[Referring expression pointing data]
....

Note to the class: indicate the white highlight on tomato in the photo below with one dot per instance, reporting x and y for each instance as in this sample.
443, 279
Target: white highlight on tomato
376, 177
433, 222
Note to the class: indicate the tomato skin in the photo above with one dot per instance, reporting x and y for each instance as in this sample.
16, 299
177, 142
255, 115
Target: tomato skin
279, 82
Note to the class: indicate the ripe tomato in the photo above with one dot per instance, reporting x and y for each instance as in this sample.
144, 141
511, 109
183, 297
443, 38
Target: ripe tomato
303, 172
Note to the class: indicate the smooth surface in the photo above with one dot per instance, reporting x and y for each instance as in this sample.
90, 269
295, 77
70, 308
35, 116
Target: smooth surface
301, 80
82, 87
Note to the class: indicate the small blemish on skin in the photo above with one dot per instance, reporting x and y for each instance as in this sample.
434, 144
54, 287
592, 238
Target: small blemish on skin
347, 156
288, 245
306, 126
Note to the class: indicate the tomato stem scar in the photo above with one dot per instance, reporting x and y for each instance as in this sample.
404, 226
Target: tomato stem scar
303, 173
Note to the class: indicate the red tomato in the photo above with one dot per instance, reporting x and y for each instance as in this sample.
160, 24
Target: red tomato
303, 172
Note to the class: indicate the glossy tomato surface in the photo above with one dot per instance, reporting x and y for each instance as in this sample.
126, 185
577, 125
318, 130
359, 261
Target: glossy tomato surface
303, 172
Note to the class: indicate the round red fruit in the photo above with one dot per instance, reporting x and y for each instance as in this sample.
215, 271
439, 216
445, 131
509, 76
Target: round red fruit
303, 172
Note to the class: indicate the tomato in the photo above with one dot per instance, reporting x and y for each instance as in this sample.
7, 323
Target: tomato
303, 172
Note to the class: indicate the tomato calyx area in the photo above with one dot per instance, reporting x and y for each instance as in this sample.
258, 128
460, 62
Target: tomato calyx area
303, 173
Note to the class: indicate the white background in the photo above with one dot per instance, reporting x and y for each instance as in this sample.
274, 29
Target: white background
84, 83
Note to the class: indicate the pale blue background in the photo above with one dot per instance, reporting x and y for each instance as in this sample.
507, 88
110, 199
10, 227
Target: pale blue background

....

| Work task |
Each line of the records that contains the string "blue" must be copied.

| Task response |
Note to the class: indicate the pale blue background in the photo above with one dot per instance, reporting x and y for each instance as in this sample.
Target: pale blue background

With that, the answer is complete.